(Data records)
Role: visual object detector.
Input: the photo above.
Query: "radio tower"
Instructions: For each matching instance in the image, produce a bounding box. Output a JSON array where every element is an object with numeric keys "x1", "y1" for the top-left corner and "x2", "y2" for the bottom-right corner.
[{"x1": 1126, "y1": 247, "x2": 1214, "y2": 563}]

- What the task requires -
The data must be given again in full, exactly as written.

- Answer to this exercise -
Role: visual object detector.
Input: the photo above.
Query: "radio tower"
Instructions: For each matching instance in the image, produce a bounding box. Output a JSON array where every element is an object with numeric keys "x1", "y1" for the top-left corner and "x2", "y2" for the bottom-right corner.
[{"x1": 1126, "y1": 247, "x2": 1214, "y2": 563}]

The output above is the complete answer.